Wherever the word "coordinates" turns up in a line of the entries, copy that line.

**Material for the task**
---

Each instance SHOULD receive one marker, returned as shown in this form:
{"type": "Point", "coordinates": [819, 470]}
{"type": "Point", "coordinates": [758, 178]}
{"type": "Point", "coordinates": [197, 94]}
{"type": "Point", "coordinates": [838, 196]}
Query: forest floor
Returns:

---

**Response area**
{"type": "Point", "coordinates": [819, 470]}
{"type": "Point", "coordinates": [758, 178]}
{"type": "Point", "coordinates": [197, 94]}
{"type": "Point", "coordinates": [838, 196]}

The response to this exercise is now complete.